### EXCERPTED DATA ###

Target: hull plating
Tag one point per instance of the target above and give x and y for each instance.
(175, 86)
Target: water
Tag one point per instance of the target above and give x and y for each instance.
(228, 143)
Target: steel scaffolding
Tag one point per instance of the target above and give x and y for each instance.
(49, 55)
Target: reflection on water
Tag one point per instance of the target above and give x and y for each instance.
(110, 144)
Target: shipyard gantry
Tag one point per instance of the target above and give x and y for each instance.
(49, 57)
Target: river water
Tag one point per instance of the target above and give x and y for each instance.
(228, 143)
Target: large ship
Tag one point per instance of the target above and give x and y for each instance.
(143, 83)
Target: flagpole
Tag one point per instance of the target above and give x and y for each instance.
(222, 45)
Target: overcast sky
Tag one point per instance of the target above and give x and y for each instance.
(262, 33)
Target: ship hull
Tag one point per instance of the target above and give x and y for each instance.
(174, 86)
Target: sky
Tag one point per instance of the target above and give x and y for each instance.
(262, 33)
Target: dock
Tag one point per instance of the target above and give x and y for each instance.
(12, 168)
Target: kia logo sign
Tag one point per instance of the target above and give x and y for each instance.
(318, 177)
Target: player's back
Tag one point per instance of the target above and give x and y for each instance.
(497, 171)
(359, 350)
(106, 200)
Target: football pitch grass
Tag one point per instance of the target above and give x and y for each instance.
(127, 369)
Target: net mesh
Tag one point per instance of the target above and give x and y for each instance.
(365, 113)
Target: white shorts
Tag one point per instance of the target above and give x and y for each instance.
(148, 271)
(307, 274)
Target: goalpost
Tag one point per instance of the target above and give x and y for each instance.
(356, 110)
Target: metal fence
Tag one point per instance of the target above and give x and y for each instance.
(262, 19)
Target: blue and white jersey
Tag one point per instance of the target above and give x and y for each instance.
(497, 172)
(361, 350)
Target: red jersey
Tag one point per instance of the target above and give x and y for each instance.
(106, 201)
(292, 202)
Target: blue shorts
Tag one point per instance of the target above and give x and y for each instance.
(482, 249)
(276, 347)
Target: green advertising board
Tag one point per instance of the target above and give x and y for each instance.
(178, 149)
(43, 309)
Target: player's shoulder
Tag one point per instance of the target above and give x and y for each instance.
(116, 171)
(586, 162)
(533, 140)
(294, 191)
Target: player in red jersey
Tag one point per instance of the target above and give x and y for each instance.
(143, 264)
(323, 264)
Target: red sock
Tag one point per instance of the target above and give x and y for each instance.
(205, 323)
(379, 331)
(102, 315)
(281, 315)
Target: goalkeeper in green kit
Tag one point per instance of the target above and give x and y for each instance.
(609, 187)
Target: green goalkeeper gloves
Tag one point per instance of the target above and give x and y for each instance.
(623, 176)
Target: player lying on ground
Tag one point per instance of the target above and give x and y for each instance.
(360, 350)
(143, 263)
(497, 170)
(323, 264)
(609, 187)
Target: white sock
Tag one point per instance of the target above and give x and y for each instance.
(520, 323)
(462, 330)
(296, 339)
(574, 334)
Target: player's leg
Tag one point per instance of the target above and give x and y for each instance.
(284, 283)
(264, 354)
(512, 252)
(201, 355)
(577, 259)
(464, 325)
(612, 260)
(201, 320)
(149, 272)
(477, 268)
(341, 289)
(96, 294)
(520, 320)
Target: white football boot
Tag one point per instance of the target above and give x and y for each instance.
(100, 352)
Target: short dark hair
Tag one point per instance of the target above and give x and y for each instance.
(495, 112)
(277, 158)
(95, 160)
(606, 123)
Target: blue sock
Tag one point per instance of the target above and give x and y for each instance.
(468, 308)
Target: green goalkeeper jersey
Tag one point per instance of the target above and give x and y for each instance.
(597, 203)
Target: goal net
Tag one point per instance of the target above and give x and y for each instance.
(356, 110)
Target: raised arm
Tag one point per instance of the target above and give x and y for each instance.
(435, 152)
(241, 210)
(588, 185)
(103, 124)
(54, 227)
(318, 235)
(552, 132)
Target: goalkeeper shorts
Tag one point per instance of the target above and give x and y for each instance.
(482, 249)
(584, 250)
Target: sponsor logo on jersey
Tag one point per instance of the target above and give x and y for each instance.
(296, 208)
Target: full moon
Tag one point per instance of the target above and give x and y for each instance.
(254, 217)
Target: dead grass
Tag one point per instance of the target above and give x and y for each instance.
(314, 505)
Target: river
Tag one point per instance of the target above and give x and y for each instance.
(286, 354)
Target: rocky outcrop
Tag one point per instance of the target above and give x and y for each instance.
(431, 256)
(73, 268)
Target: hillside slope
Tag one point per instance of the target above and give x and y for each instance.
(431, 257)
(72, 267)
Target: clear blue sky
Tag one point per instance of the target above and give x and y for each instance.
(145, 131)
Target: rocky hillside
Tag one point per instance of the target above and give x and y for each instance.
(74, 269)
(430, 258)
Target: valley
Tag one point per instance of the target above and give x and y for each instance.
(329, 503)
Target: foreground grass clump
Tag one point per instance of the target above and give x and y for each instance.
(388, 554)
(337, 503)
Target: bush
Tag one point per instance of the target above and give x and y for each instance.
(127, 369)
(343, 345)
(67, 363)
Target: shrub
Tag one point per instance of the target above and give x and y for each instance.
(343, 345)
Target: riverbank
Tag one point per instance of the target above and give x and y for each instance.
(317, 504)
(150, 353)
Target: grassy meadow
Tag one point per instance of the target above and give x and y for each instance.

###

Write out the full listing exactly as given.

Target: hull plating
Tag one point per instance of the target above and give x and y for each instance.
(175, 86)
Target: water
Tag one point per instance of the target above and give x and y for each instance.
(228, 143)
Target: steel scaffolding
Tag one point per instance of the target above and give x and y for each instance.
(49, 55)
Target: reflection on water
Tag one point per instance of the target above and give x and y for each instance.
(110, 144)
Target: shipyard gantry
Tag one point per instance of the target above and give x and y for each instance.
(49, 57)
Target: river water
Tag one point per instance of the target above and give x and y for each instance.
(228, 143)
Target: large ship
Tag one point per instance of the target above and give x and y for each instance.
(143, 83)
Target: flagpole
Tag one point per instance of the target above and give x and y for each instance.
(222, 45)
Target: overcast sky
Tag one point per instance of the target above and give x and y for each instance.
(262, 33)
Target: ship hull
Tag one point per instance of the target above and give x and y for each instance.
(174, 86)
Target: sky
Tag one point per instance of the target above and give x and y for each instance.
(262, 33)
Target: dock
Tag one point per instance of the target above and give x and y for each instance.
(12, 168)
Target: kia logo sign
Tag one point per instance of the target above and give x and y for each instance.
(318, 177)
Target: player's back
Tag one point per instance of the target above and give x and y for each instance.
(497, 171)
(359, 350)
(106, 200)
Target: football pitch grass
Tag one point per instance of the target above and give x and y for each instance.
(127, 369)
Target: net mesh
Tag one point per instance of the target above and give x and y for each instance.
(365, 113)
Target: white shorts
Tag one point per instance of the target above and give x and y for each instance.
(148, 271)
(307, 274)
Target: goalpost
Tag one point per instance of the target above and give x and y for each instance.
(356, 110)
Target: metal fence
Tag one point per instance of the target above and give x and y for each instance.
(262, 19)
Target: blue and white jersey
Tag one point per instance of the target above and give x and y for each instance.
(497, 172)
(361, 350)
Target: red jersey
Tag one point per instance of the target above and give x and y for each instance.
(106, 201)
(292, 202)
Target: blue shorts
Tag one point per instance of the target above and give x and y for each instance.
(482, 249)
(276, 347)
Target: green advertising board
Tag one point per instance of the target above and give x and y for each instance.
(178, 149)
(43, 309)
Target: player's shoulder
Tag one point per instance of the target above and give x and y for each instance.
(116, 171)
(586, 162)
(533, 140)
(294, 191)
Target: player in red jersey
Tag one point per instance of the target above and give x and y for each instance.
(143, 264)
(323, 264)
Target: red sock
Tag one point per instance of the target above and give x and y for each instance.
(205, 323)
(379, 331)
(102, 315)
(281, 315)
Target: goalkeeper in green kit
Tag one point per instance of the target above and give x and y for each instance.
(609, 187)
Target: green goalkeeper gloves
Tag one point per instance of the target above and give x and y for each instance.
(623, 176)
Target: player lying on ground
Tag one point per instance of the target above and give x and y for each instance.
(360, 350)
(143, 263)
(497, 170)
(323, 264)
(609, 187)
Target: white sock
Tag one point per instance of the target above and give x and y for each instance.
(520, 323)
(462, 330)
(296, 339)
(574, 334)
Target: player's leg
Tag one point per instance of the target above and give x and y for each instance.
(284, 283)
(264, 354)
(512, 252)
(201, 355)
(577, 259)
(464, 325)
(612, 260)
(201, 320)
(149, 272)
(477, 268)
(341, 289)
(96, 294)
(520, 320)
Target: white football boot
Tag one point per instance of the target above and give x and y for each instance.
(100, 352)
Target: short dark hair
Tag one point per instance of the target above and give x and y for each instance.
(495, 112)
(277, 158)
(95, 160)
(606, 123)
Target: blue sock
Tag one point per instance of the target above and give x and y for each instance.
(468, 308)
Target: green goalkeeper jersey
Tag one point per instance of the target above and give x and y for each instance.
(597, 203)
Target: goal net
Tag one point per instance of the target above and give x and y for each instance.
(356, 110)
Target: raised arm
Tag one point per instance of the target above and give x and y for each instance.
(435, 152)
(241, 210)
(588, 185)
(103, 124)
(54, 227)
(318, 235)
(552, 132)
Target: goalkeeper shorts
Tag one point per instance of the target above and give x and y for each instance.
(482, 249)
(584, 250)
Target: sponsor logo on jersey
Tag one point per instance of the target above and give x and y for each instance.
(296, 208)
Target: full moon
Tag one point per instance of the target above and give x and y for each instance.
(254, 217)
Target: dead grass
Tag one point per instance of the target above and give x and y for each instance.
(314, 505)
Target: river
Tag one point per instance of the target above and give x and y for each instance.
(286, 354)
Target: rocky outcrop
Tag one point per instance of the target above and give x and y for each instance.
(431, 256)
(73, 268)
Target: hillside slope
Tag one point per instance of the target above and give x and y for each instance.
(431, 257)
(72, 267)
Target: clear blue sky
Tag one point per instance of the target above and give x and y for each instance.
(145, 131)
Target: rocky hillside
Tag one point per instance of the target above and give x and y for each instance.
(74, 269)
(430, 258)
Target: valley
Tag one point per instance of the target above and give x and y for each instance.
(329, 503)
Target: foreground grass clump
Tag one point per instance of the target above and give x and y for each instance.
(388, 554)
(337, 503)
Target: bush
Tag one point per instance of the target above and give x and y for each instance.
(127, 369)
(343, 345)
(67, 363)
Target: shrub
Tag one point per instance of the target above and give x and y for each instance.
(343, 345)
Target: riverbank
Tag one point per instance of the target above and give x and y for each instance.
(317, 504)
(150, 353)
Target: grassy meadow
Tag one point per instance of the target above and give x and y for each instance.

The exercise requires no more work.